▸ **Instructions to follow**
Turn the records into a Markdown table with two columns, Row and Line, numbering each line and leaving out the blank ones.

▸ **Items**
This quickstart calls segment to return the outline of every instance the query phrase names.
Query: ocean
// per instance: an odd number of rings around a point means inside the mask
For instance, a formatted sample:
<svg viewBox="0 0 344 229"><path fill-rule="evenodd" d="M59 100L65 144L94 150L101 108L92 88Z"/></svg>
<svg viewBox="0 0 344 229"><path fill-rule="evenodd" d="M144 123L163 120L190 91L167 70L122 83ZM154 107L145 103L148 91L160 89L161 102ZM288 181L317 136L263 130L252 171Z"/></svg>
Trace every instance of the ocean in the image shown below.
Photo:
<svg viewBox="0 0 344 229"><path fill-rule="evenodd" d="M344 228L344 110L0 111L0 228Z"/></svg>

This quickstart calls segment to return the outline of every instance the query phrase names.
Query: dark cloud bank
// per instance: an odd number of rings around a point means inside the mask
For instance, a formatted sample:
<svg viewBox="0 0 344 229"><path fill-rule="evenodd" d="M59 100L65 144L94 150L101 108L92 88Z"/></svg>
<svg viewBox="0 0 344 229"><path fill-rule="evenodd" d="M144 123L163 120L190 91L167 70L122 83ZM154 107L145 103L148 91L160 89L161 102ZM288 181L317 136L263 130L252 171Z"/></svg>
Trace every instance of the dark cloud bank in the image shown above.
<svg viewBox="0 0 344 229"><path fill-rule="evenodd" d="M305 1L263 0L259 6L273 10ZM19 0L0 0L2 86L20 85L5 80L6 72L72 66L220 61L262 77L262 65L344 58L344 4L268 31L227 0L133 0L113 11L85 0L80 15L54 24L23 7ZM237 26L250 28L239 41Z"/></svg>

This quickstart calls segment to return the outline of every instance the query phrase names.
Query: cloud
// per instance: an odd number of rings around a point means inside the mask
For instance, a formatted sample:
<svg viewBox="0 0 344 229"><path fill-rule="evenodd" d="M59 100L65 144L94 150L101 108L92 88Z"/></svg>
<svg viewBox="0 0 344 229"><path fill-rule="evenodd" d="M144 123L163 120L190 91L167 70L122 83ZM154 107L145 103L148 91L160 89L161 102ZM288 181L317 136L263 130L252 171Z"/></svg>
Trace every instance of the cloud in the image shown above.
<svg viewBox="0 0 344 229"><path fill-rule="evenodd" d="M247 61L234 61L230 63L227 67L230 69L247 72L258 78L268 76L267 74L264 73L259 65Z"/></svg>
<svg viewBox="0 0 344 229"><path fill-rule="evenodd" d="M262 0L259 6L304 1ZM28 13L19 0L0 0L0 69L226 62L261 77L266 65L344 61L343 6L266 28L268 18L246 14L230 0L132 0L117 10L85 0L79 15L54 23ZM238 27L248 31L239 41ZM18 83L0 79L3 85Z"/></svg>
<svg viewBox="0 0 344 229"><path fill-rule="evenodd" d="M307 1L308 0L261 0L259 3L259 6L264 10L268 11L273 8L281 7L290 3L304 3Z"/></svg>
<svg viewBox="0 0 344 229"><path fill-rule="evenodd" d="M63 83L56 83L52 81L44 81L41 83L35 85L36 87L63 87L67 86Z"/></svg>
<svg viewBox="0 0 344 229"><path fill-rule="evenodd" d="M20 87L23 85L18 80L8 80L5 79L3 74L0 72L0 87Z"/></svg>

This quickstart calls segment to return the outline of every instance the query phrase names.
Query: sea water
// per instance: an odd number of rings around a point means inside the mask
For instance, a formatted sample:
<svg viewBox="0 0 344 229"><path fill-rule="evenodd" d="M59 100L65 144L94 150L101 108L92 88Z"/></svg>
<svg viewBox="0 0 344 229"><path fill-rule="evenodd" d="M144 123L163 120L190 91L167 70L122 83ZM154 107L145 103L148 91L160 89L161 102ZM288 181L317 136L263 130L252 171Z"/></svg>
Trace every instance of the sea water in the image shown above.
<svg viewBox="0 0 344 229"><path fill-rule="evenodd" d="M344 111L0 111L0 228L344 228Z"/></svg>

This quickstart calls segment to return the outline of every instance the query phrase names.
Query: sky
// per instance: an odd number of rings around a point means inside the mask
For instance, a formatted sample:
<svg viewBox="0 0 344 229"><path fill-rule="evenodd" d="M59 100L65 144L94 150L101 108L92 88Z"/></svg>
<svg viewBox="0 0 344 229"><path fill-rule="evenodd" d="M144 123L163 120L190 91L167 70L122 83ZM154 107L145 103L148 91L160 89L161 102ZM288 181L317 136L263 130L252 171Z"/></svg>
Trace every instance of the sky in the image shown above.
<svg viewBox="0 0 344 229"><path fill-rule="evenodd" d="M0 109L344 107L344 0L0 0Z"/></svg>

▸ **Correct output**
| Row | Line |
|---|---|
| 1 | This quickstart calls segment to return the outline of every instance the query phrase names. |
| 2 | Query: ocean |
| 3 | // per instance: an odd number of rings around a point means inside the mask |
| 4 | For instance, a formatted sample: |
| 5 | <svg viewBox="0 0 344 229"><path fill-rule="evenodd" d="M59 100L65 144L94 150L101 108L92 88Z"/></svg> |
| 6 | <svg viewBox="0 0 344 229"><path fill-rule="evenodd" d="M144 123L163 120L190 91L167 70L122 83ZM154 107L145 103L148 91L160 89L161 102ZM288 181L317 136L263 130L252 171Z"/></svg> |
| 7 | Trace every instance of the ocean in the image shown below. |
| 8 | Photo: |
| 9 | <svg viewBox="0 0 344 229"><path fill-rule="evenodd" d="M344 228L344 110L0 111L0 228Z"/></svg> |
| 10 | This quickstart calls segment to return the outline of every instance the query phrase names. |
| 11 | Query: dark cloud bank |
| 12 | // per instance: an odd number of rings around a point means inside the mask |
| 13 | For instance, a formatted sample: |
| 14 | <svg viewBox="0 0 344 229"><path fill-rule="evenodd" d="M59 100L65 144L94 150L101 108L92 88Z"/></svg> |
| 15 | <svg viewBox="0 0 344 229"><path fill-rule="evenodd" d="M144 123L163 120L190 91L167 70L122 83ZM154 107L145 103L148 91L160 89L161 102ZM288 181L317 136L263 130L252 171Z"/></svg> |
| 16 | Trace every instance of the dark cloud bank in the image shown above. |
| 17 | <svg viewBox="0 0 344 229"><path fill-rule="evenodd" d="M305 1L263 0L259 6L273 10ZM19 0L0 0L2 86L20 85L5 80L6 72L72 66L220 61L262 77L262 65L344 58L344 4L268 31L227 0L133 0L113 11L85 0L80 15L54 24L23 7ZM237 26L250 28L239 41Z"/></svg> |
| 18 | This quickstart calls segment to return the outline of every instance the query phrase names. |
| 19 | Query: cloud |
| 20 | // per instance: an odd number of rings around a point means inside the mask |
| 21 | For instance, a formatted sample: |
| 22 | <svg viewBox="0 0 344 229"><path fill-rule="evenodd" d="M59 100L65 144L94 150L101 108L92 88Z"/></svg> |
| 23 | <svg viewBox="0 0 344 229"><path fill-rule="evenodd" d="M144 123L163 120L190 91L167 70L122 83ZM154 107L145 103L148 91L160 89L161 102ZM288 181L317 136L263 130L252 171Z"/></svg> |
| 24 | Trace every instance of the cloud in the image shown above. |
| 25 | <svg viewBox="0 0 344 229"><path fill-rule="evenodd" d="M247 61L234 61L230 63L227 67L230 69L247 72L258 78L268 76L267 74L264 73L259 65Z"/></svg> |
| 26 | <svg viewBox="0 0 344 229"><path fill-rule="evenodd" d="M262 0L259 6L304 1ZM28 13L19 0L0 0L0 69L226 62L261 77L266 65L344 61L343 6L266 28L268 18L246 14L230 0L132 0L117 10L85 0L79 15L54 23ZM238 27L248 31L239 41ZM18 83L0 79L3 85Z"/></svg> |
| 27 | <svg viewBox="0 0 344 229"><path fill-rule="evenodd" d="M307 1L308 0L261 0L259 3L259 6L264 10L268 11L273 8L281 7L290 3L304 3Z"/></svg> |
| 28 | <svg viewBox="0 0 344 229"><path fill-rule="evenodd" d="M63 83L56 83L52 81L44 81L41 83L35 85L36 87L63 87L67 86Z"/></svg> |
| 29 | <svg viewBox="0 0 344 229"><path fill-rule="evenodd" d="M20 87L23 85L18 80L8 80L5 79L3 74L0 72L0 87Z"/></svg> |
| 30 | This quickstart calls segment to return the outline of every instance the query phrase names. |
| 31 | Query: sea water |
| 32 | // per instance: an odd number of rings around a point means inside the mask |
| 33 | For instance, a formatted sample: |
| 34 | <svg viewBox="0 0 344 229"><path fill-rule="evenodd" d="M59 100L65 144L94 150L101 108L92 88Z"/></svg> |
| 35 | <svg viewBox="0 0 344 229"><path fill-rule="evenodd" d="M144 123L163 120L190 91L167 70L122 83ZM154 107L145 103L148 91L160 89L161 102ZM288 181L317 136L263 130L252 171Z"/></svg> |
| 36 | Trace every instance of the sea water in the image shown above. |
| 37 | <svg viewBox="0 0 344 229"><path fill-rule="evenodd" d="M344 111L0 111L0 228L344 228Z"/></svg> |
| 38 | This quickstart calls segment to return the outline of every instance the query phrase names. |
| 39 | Query: sky |
| 40 | // per instance: an odd number of rings around a point means inside the mask |
| 41 | For instance, a formatted sample: |
| 42 | <svg viewBox="0 0 344 229"><path fill-rule="evenodd" d="M59 100L65 144L94 150L101 108L92 88Z"/></svg> |
| 43 | <svg viewBox="0 0 344 229"><path fill-rule="evenodd" d="M144 123L163 120L190 91L167 70L122 83ZM154 107L145 103L148 91L160 89L161 102ZM288 181L317 136L263 130L252 171Z"/></svg> |
| 44 | Trace every instance of the sky in the image shown above. |
| 45 | <svg viewBox="0 0 344 229"><path fill-rule="evenodd" d="M0 109L344 107L344 0L0 0Z"/></svg> |